# WORK REQUIRED:
Output the lines of the entries below beginning at the one with "In this exercise you will annotate each instance of the volume" and ending with the last, exactly as written and without pictures.

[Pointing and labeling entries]
· · ·
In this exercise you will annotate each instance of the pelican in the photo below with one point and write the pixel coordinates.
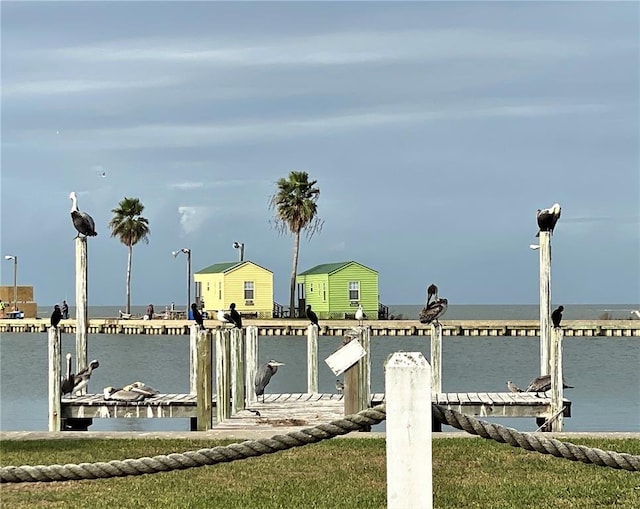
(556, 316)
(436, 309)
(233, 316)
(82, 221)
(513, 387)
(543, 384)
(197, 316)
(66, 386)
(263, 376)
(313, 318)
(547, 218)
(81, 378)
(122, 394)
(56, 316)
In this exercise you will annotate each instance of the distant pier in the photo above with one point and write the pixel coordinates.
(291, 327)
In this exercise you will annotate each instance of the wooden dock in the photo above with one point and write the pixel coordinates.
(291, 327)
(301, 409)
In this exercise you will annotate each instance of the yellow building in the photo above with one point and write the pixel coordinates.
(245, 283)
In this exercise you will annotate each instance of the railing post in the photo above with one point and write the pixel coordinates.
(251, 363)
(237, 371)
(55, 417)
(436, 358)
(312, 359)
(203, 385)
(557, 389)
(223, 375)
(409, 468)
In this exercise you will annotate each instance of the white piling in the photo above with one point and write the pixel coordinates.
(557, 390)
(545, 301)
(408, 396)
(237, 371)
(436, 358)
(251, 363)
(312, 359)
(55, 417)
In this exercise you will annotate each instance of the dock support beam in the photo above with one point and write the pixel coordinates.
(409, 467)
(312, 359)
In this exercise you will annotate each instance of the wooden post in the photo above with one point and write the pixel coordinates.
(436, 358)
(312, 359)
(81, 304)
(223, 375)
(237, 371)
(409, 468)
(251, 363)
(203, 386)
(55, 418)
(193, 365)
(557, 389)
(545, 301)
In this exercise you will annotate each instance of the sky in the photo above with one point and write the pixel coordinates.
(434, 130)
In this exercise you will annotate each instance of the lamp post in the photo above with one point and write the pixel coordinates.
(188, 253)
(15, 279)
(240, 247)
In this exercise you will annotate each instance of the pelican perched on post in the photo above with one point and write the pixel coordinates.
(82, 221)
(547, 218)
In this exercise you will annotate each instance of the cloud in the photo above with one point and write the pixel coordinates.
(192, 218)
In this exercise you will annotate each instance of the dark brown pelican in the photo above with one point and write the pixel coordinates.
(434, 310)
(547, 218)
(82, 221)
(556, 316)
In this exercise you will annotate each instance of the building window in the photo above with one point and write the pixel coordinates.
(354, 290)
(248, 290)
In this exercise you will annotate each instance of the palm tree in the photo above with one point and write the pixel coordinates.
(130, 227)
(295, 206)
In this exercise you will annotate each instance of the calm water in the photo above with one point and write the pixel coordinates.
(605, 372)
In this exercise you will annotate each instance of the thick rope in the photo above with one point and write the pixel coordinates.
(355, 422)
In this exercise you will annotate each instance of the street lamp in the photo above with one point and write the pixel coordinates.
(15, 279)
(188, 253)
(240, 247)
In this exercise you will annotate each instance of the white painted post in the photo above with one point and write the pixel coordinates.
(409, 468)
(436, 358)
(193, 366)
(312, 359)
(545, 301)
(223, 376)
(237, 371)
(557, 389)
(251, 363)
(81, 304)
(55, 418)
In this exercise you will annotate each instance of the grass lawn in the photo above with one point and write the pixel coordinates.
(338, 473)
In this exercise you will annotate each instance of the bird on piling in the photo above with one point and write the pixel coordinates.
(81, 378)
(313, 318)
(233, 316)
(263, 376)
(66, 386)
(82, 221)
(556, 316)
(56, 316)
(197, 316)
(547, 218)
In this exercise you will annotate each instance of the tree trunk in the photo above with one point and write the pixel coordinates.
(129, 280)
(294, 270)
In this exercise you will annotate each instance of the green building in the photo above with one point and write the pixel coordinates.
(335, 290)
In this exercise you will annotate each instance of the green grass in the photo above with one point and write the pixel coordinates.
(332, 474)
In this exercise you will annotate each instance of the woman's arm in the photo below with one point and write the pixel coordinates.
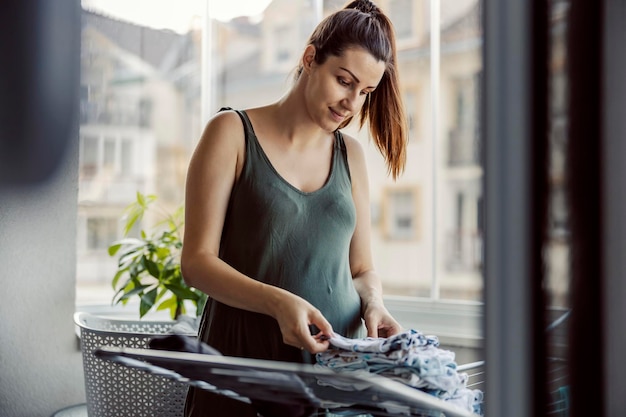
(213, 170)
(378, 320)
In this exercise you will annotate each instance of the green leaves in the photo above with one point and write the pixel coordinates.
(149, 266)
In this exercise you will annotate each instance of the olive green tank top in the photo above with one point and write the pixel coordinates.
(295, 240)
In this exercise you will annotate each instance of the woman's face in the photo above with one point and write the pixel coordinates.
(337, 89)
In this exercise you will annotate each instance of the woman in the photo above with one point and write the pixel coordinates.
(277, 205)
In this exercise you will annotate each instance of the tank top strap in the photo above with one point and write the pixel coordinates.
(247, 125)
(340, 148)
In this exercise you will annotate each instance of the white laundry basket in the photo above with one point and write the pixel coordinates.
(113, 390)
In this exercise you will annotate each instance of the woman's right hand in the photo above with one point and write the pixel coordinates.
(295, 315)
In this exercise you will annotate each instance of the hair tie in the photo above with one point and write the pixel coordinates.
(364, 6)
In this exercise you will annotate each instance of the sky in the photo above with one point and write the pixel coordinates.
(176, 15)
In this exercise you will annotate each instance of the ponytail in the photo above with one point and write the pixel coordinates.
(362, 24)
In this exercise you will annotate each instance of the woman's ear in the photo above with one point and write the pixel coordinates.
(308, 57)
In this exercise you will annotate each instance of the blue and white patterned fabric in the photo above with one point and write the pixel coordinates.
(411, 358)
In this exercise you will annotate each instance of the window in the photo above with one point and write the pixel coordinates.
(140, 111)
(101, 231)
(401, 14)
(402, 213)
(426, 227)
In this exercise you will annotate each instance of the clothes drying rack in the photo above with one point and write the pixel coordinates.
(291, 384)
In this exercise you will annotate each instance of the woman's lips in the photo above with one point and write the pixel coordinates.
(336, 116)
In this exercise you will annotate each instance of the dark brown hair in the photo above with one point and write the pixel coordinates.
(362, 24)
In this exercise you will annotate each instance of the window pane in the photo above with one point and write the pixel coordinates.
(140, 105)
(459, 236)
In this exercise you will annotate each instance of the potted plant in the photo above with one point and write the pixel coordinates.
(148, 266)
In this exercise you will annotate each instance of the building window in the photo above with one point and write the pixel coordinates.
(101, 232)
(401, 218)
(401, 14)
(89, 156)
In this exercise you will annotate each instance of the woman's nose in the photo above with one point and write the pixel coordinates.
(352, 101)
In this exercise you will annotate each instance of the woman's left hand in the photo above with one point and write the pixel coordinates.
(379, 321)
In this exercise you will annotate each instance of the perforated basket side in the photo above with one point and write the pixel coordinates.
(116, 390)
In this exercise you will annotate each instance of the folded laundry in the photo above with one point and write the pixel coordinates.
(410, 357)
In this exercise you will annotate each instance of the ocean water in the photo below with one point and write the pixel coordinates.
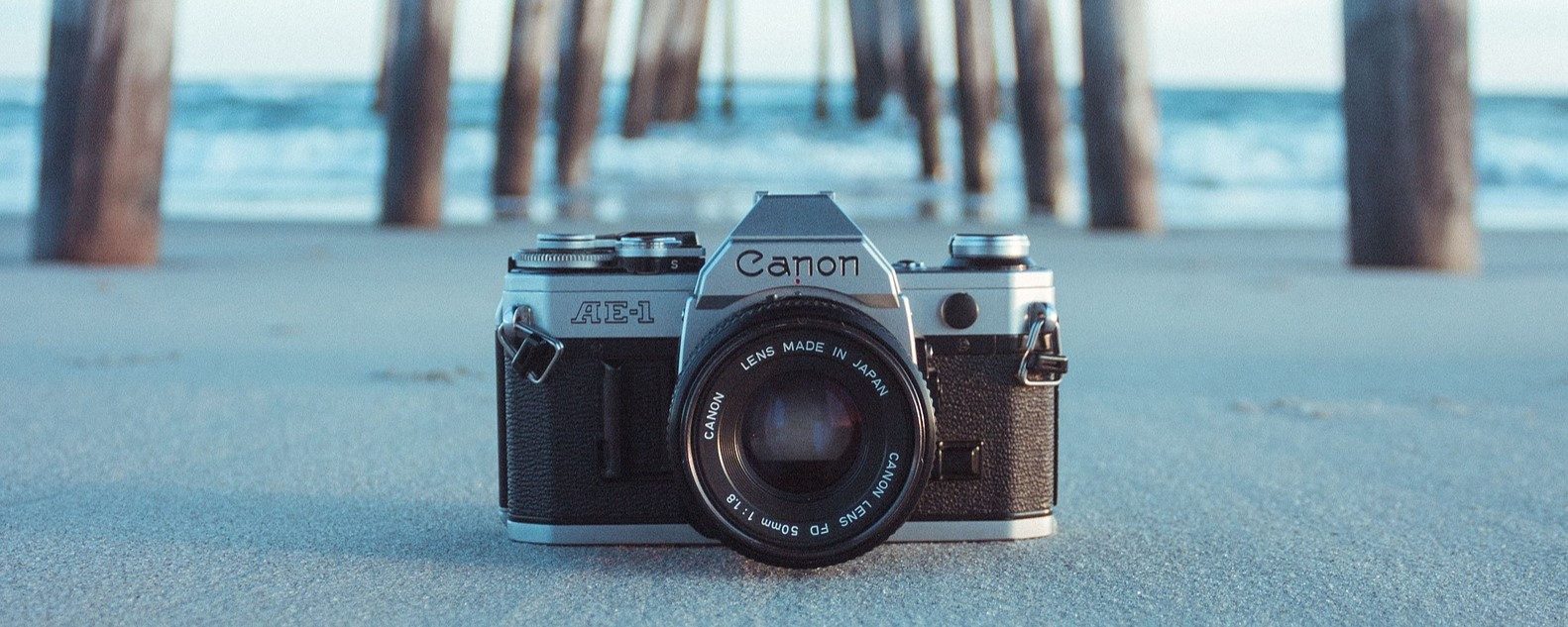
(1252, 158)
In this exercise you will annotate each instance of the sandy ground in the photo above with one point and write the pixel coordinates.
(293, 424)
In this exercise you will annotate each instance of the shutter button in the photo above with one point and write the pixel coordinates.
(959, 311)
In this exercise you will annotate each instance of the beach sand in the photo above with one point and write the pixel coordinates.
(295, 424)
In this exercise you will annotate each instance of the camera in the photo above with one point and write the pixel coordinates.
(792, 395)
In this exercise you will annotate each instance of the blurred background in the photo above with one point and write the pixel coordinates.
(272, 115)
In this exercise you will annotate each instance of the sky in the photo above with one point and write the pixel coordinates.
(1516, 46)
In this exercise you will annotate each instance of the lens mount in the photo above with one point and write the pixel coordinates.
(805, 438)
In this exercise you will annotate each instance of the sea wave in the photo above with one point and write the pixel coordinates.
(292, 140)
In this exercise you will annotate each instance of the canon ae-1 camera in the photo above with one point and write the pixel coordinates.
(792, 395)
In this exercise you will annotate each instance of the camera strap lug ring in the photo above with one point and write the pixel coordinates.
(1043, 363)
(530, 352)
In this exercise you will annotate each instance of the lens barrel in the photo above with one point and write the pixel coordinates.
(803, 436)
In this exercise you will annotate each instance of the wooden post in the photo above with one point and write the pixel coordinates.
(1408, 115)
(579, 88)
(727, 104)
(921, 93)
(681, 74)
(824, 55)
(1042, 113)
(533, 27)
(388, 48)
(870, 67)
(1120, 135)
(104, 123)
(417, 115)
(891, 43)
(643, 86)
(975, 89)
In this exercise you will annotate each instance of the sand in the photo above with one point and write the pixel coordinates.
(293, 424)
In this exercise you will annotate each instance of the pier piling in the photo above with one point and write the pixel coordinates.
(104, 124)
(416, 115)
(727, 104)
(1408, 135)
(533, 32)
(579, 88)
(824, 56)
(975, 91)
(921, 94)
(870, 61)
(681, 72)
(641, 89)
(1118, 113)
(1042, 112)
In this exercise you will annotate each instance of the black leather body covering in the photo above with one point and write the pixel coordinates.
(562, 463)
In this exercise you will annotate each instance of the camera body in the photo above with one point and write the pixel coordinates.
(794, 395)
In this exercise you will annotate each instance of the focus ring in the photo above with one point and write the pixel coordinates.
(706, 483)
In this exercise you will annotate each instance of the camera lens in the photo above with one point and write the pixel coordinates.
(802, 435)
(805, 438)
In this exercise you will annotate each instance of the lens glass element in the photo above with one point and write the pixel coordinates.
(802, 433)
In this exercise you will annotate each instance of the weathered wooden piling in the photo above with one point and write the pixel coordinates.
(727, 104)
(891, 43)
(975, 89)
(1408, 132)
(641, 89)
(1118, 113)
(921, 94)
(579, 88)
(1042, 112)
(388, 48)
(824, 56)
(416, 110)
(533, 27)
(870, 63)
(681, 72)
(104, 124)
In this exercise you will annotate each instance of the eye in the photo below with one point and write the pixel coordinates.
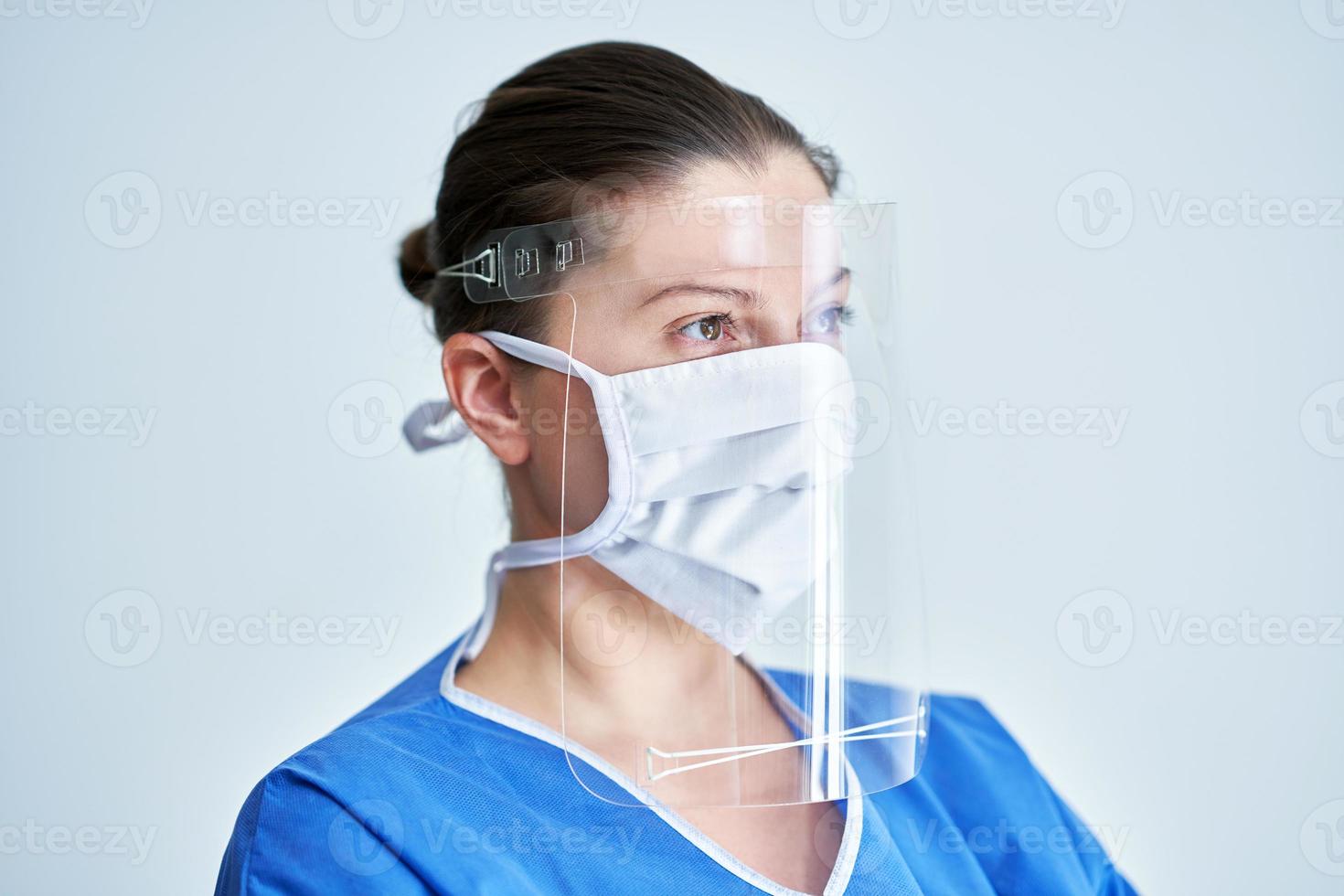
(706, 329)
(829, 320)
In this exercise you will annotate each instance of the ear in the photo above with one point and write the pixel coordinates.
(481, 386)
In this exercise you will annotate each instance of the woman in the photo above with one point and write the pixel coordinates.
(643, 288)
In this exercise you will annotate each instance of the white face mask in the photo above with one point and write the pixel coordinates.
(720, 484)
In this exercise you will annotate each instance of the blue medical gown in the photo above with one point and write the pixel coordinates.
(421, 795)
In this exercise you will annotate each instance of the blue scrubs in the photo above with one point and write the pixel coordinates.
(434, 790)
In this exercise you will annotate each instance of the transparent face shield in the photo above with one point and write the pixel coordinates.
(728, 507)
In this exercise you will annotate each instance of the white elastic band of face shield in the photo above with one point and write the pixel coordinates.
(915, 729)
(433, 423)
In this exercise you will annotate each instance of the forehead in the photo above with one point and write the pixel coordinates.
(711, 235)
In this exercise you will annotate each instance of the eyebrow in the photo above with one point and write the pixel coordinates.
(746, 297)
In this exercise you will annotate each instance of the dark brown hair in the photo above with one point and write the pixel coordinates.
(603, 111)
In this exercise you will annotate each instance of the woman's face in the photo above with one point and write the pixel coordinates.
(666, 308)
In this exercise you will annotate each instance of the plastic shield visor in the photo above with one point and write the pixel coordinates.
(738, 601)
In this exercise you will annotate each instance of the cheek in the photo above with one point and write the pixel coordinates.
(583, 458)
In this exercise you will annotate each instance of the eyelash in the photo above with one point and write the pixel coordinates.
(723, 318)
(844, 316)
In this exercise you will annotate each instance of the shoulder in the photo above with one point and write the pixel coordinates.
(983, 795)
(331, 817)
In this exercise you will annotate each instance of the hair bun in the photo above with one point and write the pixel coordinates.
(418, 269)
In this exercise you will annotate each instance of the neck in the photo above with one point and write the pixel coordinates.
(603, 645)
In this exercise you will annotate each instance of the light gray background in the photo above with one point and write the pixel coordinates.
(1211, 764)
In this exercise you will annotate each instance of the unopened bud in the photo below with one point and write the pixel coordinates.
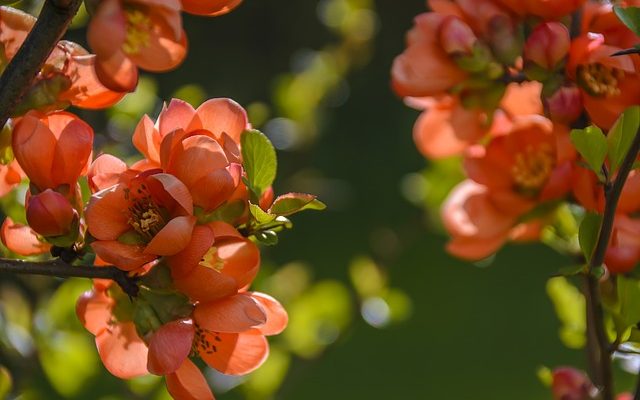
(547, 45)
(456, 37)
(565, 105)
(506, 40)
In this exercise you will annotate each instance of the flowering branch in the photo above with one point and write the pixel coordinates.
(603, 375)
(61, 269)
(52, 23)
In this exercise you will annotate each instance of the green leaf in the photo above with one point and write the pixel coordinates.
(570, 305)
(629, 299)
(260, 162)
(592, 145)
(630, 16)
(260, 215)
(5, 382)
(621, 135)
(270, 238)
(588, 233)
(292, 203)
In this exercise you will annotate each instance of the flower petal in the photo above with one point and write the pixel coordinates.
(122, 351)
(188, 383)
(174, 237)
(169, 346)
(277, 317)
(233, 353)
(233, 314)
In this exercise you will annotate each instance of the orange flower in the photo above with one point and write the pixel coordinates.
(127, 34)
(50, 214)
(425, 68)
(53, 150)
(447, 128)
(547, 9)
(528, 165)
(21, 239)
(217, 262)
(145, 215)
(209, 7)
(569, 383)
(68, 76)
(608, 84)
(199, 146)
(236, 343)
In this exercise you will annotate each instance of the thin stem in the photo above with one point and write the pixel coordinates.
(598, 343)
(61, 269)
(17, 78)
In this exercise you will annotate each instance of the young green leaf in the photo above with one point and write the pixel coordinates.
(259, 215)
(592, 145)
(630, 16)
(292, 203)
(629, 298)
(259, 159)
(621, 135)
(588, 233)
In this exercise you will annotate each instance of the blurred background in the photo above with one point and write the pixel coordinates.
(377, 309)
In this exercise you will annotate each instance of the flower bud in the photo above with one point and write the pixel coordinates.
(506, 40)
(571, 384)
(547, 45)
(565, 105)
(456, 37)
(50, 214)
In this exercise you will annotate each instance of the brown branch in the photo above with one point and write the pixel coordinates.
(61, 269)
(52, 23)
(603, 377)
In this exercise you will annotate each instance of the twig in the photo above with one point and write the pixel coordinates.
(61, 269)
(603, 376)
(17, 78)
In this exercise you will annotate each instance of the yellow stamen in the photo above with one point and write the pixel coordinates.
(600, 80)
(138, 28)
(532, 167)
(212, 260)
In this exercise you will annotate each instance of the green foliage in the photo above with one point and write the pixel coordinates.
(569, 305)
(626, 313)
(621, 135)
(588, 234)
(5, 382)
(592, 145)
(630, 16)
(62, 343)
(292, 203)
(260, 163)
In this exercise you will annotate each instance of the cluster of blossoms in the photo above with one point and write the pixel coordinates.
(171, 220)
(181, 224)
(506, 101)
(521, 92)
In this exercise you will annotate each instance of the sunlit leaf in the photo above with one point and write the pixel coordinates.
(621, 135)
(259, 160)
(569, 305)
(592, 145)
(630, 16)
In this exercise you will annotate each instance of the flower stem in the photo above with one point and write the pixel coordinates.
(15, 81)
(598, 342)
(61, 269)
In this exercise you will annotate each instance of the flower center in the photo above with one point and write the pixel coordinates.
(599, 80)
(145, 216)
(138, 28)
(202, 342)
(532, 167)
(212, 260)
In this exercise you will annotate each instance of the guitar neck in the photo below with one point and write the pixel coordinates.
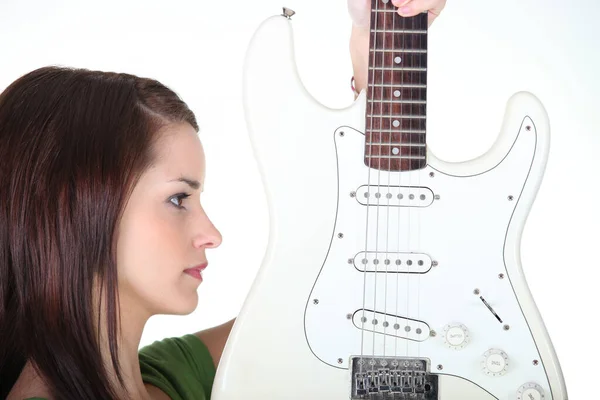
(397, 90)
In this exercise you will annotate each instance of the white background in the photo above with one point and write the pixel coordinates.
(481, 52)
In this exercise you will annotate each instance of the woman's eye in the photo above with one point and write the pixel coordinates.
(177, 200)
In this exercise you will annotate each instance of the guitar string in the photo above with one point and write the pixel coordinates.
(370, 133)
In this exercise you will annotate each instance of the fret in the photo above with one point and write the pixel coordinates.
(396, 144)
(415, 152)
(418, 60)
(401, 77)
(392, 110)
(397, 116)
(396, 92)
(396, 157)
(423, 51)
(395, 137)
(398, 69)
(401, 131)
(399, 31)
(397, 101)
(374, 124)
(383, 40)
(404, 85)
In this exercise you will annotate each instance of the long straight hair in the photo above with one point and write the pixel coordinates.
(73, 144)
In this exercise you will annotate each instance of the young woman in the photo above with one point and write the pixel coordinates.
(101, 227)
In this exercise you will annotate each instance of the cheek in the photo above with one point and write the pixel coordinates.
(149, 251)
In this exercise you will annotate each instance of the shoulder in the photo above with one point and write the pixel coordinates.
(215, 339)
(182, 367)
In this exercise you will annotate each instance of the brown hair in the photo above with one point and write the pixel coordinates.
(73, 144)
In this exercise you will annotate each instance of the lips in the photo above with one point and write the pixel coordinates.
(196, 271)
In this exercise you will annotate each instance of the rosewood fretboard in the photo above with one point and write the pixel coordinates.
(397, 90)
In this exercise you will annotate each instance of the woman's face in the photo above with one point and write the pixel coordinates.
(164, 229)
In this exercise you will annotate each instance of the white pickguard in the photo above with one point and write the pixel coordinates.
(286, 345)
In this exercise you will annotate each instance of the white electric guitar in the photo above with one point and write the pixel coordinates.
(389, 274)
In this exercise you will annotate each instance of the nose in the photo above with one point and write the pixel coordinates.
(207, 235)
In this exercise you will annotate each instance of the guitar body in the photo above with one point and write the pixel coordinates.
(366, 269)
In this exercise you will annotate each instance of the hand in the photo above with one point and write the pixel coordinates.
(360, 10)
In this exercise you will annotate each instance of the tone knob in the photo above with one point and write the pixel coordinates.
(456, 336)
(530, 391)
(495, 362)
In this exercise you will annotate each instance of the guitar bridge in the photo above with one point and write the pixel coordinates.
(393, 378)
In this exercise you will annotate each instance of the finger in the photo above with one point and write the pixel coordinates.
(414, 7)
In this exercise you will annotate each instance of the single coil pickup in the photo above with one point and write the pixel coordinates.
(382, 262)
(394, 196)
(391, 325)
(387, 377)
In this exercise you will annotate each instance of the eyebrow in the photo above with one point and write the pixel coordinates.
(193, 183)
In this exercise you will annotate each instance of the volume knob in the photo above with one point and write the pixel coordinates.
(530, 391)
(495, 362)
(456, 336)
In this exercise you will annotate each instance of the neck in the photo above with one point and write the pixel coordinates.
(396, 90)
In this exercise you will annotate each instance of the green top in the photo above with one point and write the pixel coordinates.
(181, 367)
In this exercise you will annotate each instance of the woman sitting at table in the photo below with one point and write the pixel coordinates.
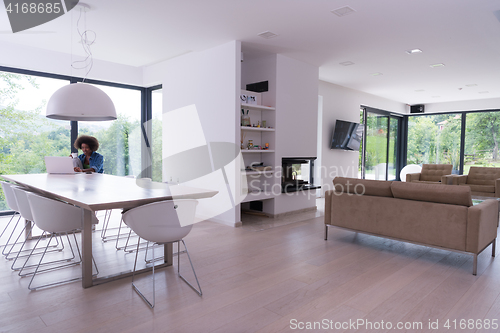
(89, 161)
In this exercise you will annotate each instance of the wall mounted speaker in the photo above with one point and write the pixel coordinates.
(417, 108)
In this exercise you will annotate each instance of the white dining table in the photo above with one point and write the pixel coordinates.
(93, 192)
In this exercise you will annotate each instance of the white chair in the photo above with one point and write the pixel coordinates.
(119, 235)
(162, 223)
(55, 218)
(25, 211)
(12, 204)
· · ·
# REPLY TO THE EXERCISE:
In this exercise you will annotate each instance of the volume knob in the photo above with one point and write the pixel coordinates.
(530, 391)
(495, 362)
(456, 336)
In this exercise you will annotate each instance of the neck in the photo above with one point and write the pixel coordinates.
(396, 90)
In this exercise you will annotate each instance of the green top in the photo above with one point and write the pixel coordinates.
(181, 367)
In this exercise you will annotate each instance of the woman sitting at table in the photo below with one point and write the pixel coordinates.
(89, 161)
In this exercise you will annotate each instance of the wall mounted speaker in the photo above with one point and write the pixel coordinates.
(417, 108)
In this exercise you will annotate each instance of the white dining table in the photo above with one point and write the pixel coordinates.
(93, 192)
In this exercise you will annotate each instance of the white chair in the photo above with one point and write the pixel coordinates.
(119, 235)
(162, 223)
(55, 218)
(25, 211)
(12, 204)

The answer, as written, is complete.